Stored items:
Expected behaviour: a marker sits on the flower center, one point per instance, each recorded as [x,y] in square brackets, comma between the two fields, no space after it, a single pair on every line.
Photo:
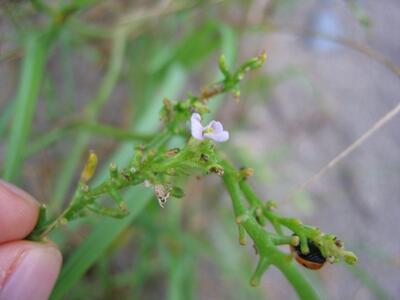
[208,130]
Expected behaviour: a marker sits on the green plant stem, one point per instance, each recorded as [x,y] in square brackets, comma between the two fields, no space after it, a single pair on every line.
[255,201]
[102,130]
[25,103]
[91,112]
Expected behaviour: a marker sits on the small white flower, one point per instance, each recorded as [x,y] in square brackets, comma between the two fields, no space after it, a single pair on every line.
[214,130]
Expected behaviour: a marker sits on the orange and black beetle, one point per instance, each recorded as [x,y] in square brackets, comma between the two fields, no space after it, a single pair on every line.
[314,260]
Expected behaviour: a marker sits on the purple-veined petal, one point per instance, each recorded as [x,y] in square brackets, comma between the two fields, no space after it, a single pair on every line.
[196,127]
[216,126]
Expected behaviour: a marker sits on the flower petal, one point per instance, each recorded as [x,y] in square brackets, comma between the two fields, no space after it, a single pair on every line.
[218,137]
[216,126]
[196,127]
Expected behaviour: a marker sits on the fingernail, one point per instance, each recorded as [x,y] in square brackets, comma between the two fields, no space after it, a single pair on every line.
[34,275]
[12,189]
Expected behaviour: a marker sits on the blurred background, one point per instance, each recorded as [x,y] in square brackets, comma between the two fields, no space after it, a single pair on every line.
[330,75]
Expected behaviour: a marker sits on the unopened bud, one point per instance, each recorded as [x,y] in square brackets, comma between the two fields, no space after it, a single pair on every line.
[90,167]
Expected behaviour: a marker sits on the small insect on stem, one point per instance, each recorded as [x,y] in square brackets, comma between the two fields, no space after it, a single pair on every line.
[313,260]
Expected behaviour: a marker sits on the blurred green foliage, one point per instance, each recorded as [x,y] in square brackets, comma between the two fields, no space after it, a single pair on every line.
[149,51]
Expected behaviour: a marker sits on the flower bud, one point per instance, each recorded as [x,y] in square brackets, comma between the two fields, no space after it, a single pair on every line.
[90,167]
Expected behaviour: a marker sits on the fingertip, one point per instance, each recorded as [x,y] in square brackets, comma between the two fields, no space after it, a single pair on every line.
[18,214]
[28,270]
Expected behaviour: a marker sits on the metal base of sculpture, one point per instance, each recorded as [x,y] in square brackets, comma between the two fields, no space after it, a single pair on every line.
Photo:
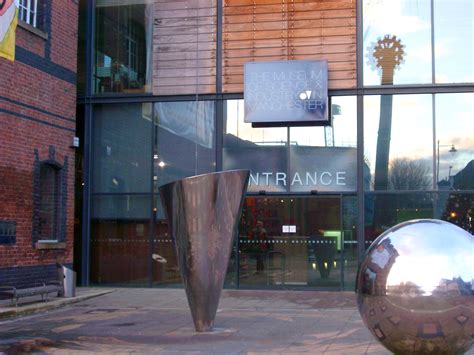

ASSIGNED TASK:
From the line holding "Expected behaviour: a marker sits on the fingertip, one" to the final line of the data above, give each line again exactly, both ends included, and drop the pictures.

OUTPUT OF THE EXERCISE:
Expected behaviour: a marker sits on the fingertip, one point per instance, each recorded as [x,y] in square brackets, comma between the two fields, no space after it, a single pair on every line.
[18,214]
[28,270]
Expected behaviour: a marker sits on the metal base of sculpture, one point per instance, each recorded as [x,y] in square brackets, comma between the two fields, no space after it, a single pair on every line.
Photo:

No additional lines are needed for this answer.